In the records below, take every line from the one containing "task: outline the person's head" down to the one containing "86], [175, 80]]", both included. Format them as a JSON list of strings with one string per line, and leave out the blank lines.

• • • •

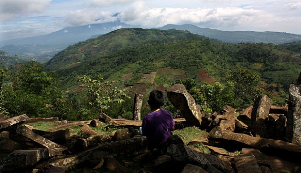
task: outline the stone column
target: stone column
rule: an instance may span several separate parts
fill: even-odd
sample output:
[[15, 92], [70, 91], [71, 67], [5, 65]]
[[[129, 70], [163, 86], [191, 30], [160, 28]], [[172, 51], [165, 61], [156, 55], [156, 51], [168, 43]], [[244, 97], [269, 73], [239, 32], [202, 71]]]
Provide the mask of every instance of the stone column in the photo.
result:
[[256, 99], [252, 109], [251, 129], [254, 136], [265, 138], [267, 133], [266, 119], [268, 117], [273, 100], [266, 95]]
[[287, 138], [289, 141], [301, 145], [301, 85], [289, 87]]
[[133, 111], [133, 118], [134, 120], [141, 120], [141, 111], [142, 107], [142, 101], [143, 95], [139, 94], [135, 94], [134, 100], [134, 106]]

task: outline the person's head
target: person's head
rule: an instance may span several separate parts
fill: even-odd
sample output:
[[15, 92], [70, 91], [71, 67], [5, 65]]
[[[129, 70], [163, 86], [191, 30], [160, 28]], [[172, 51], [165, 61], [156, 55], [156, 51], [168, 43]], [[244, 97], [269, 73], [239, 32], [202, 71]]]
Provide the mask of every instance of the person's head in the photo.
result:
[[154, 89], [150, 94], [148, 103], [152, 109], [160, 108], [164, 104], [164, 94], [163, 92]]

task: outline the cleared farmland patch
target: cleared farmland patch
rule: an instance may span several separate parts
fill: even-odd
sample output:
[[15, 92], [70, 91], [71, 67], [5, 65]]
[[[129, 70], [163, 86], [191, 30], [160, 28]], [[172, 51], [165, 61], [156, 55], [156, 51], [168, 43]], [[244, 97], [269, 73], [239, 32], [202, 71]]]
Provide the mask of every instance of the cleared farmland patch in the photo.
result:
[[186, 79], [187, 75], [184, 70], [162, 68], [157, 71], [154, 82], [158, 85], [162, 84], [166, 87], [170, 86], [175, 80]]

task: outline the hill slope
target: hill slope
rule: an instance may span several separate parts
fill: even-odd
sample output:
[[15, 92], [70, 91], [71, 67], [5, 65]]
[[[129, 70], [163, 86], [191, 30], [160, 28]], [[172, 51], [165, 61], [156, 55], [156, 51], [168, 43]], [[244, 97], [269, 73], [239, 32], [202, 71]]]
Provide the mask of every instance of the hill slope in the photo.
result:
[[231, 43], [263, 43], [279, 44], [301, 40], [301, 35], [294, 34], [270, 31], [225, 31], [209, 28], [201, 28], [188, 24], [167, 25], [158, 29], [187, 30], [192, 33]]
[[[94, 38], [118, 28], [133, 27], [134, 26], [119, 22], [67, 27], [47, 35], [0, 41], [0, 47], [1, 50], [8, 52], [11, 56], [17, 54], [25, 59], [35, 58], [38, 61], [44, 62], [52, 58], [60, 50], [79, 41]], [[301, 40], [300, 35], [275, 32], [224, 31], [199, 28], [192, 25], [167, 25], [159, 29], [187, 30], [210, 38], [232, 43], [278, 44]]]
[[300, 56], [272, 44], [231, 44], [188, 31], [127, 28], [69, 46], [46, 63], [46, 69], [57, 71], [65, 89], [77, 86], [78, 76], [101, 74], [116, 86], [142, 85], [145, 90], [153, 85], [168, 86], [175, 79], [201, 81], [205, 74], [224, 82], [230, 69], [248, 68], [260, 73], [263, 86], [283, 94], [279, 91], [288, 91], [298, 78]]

• • • •

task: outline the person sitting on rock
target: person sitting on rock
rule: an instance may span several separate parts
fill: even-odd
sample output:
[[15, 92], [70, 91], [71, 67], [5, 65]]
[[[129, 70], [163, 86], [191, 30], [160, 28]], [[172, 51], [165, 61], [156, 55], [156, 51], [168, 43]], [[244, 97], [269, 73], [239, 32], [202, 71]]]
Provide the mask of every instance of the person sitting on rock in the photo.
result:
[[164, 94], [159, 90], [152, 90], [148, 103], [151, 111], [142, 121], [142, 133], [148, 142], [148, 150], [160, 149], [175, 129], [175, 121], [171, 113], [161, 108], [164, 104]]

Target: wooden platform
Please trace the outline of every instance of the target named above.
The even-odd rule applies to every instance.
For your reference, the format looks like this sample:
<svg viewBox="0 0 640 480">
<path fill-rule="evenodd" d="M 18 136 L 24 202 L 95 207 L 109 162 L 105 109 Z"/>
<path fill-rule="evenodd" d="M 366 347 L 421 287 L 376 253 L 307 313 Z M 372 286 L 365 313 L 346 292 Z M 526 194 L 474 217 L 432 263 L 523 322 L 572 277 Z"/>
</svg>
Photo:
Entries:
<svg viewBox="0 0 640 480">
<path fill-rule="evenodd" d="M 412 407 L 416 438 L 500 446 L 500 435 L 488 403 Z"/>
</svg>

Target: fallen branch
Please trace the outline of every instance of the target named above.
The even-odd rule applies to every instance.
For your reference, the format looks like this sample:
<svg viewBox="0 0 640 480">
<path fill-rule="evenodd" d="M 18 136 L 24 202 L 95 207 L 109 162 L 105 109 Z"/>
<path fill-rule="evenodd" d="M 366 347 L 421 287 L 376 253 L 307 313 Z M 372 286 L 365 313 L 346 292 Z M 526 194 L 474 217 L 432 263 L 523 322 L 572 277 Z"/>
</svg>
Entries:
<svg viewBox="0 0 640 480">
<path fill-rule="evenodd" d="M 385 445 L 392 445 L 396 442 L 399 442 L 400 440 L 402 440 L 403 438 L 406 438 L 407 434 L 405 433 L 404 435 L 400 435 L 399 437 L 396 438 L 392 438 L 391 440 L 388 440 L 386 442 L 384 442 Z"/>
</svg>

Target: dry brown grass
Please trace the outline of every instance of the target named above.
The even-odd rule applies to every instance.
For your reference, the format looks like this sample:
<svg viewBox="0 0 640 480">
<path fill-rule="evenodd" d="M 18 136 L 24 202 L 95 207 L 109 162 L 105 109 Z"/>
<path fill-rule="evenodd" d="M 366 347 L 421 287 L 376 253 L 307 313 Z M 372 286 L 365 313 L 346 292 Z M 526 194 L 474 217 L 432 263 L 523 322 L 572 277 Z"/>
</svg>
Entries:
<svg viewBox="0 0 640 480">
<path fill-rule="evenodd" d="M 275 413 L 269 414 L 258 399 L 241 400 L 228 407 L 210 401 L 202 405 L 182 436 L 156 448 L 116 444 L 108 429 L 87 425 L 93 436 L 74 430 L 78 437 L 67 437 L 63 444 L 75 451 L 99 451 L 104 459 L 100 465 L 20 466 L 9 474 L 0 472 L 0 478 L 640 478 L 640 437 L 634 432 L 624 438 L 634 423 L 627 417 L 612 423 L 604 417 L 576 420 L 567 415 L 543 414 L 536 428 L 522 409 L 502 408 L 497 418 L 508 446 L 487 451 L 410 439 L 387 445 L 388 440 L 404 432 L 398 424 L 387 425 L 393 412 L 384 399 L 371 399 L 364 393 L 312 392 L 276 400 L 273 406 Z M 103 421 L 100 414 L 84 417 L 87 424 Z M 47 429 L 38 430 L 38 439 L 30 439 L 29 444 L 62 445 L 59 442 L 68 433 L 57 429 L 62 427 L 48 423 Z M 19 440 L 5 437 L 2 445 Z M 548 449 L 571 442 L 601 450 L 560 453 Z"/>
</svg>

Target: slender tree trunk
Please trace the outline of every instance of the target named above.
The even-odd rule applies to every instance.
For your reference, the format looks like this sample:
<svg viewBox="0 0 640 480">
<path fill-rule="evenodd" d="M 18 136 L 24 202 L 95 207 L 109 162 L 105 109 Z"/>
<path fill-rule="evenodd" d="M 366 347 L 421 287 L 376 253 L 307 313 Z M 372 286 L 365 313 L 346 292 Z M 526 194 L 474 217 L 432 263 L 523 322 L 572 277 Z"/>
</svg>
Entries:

• • • •

EXPECTED ANSWER —
[
  "task: outline the person's head",
  "target: person's head",
  "rule: an instance may span several separate parts",
  "fill: even-odd",
  "sample output:",
  "[[15, 92], [70, 91], [71, 67], [5, 65]]",
  "[[[129, 70], [163, 86], [191, 30], [160, 28]], [[172, 51], [165, 61], [156, 55], [156, 51], [168, 43]], [[244, 97], [269, 73], [239, 32], [202, 71]]]",
  "Provide the mask of every instance of the person's head in the photo.",
  "result:",
  "[[154, 89], [150, 94], [148, 103], [152, 109], [160, 108], [164, 104], [164, 94], [163, 92]]",
  "task: outline the cleared farmland patch",
  "target: cleared farmland patch",
  "rule: an instance may span several separate parts",
  "fill: even-odd",
  "sample output:",
  "[[15, 92], [70, 91], [71, 67], [5, 65]]",
  "[[[129, 70], [163, 86], [191, 30], [160, 28]], [[172, 51], [165, 61], [156, 55], [156, 51], [168, 43]], [[244, 97], [269, 73], [239, 32], [202, 71]]]",
  "Provide the mask of every instance of the cleared farmland patch in the photo.",
  "result:",
  "[[186, 79], [187, 75], [184, 70], [162, 68], [157, 71], [154, 82], [158, 85], [162, 84], [166, 87], [170, 86], [175, 80]]"
]